TASK:
In the data items, substitute "lamppost" for "street lamp" and write out again, with nothing else changed, the lines from the one containing "as [[270, 165]]." up to and including the one containing "[[524, 206]]".

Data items
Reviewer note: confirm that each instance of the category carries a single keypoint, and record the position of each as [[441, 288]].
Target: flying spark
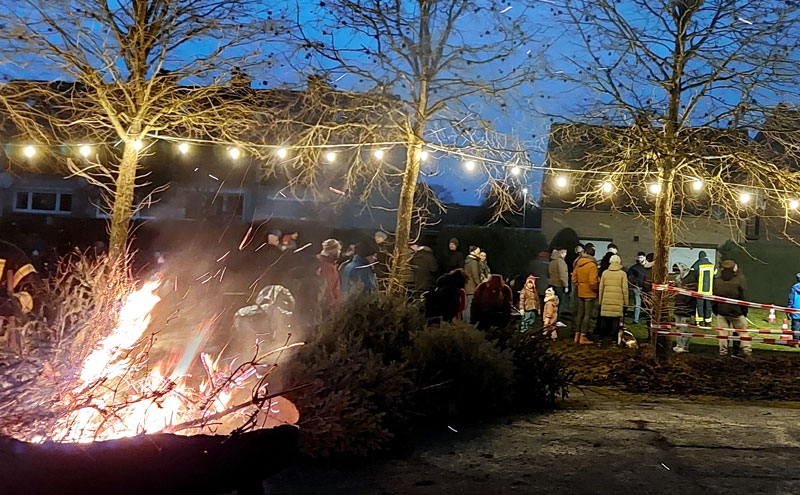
[[302, 248], [246, 239]]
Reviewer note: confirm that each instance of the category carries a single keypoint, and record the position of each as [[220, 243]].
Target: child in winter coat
[[528, 304], [550, 316]]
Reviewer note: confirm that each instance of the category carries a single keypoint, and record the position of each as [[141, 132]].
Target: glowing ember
[[117, 395], [133, 320]]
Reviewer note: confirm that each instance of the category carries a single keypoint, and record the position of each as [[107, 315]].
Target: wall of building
[[631, 233]]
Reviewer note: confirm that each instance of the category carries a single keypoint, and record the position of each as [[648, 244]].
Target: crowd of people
[[596, 293], [458, 283]]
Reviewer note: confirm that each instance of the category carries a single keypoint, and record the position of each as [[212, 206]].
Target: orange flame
[[109, 401]]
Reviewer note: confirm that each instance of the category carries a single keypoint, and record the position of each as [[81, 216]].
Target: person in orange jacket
[[587, 283], [550, 315]]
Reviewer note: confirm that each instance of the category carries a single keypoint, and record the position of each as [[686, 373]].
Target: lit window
[[43, 202]]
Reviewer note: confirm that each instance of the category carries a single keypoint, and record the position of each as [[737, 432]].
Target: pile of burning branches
[[85, 371]]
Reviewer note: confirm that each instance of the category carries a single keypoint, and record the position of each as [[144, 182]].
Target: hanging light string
[[469, 161]]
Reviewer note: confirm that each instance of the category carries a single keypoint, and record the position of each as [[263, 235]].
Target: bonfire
[[88, 373]]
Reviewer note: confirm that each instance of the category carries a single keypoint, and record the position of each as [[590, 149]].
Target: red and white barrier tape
[[716, 329], [695, 294], [728, 337]]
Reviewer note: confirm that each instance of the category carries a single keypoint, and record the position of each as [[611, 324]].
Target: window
[[752, 228], [54, 202], [209, 205]]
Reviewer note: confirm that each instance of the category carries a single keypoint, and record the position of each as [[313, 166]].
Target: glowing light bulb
[[745, 197]]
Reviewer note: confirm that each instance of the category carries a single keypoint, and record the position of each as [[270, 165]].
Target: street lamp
[[524, 206]]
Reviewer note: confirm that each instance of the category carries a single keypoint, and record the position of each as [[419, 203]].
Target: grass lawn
[[757, 319]]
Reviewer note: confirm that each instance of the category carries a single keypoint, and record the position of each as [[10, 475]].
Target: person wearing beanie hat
[[550, 314], [453, 259], [794, 303], [528, 304], [731, 284], [328, 272], [613, 297], [359, 274]]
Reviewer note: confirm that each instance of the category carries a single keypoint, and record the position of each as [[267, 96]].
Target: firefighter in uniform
[[18, 284], [705, 285]]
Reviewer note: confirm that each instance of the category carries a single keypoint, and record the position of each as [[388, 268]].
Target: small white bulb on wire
[[745, 197]]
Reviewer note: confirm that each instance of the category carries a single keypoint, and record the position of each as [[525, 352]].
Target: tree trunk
[[405, 210], [662, 241], [123, 201]]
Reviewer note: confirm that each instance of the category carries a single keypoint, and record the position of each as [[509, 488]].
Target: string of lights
[[469, 162]]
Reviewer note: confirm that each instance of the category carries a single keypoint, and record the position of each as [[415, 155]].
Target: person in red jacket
[[330, 285], [492, 304]]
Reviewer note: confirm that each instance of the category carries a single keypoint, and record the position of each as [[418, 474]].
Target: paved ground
[[602, 441]]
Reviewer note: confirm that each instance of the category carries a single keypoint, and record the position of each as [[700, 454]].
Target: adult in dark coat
[[453, 258], [448, 299], [424, 268], [731, 284], [492, 304]]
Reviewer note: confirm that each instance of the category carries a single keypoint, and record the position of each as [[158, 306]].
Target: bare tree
[[438, 72], [680, 113], [133, 70]]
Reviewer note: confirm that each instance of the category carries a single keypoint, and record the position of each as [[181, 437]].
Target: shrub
[[461, 374], [540, 375], [355, 387]]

ANSWER TO THIS TASK:
Reviewer note: confirm that each instance of the category carries a single keypoint, and record the position of each as [[270, 165]].
Target: lamppost
[[524, 206]]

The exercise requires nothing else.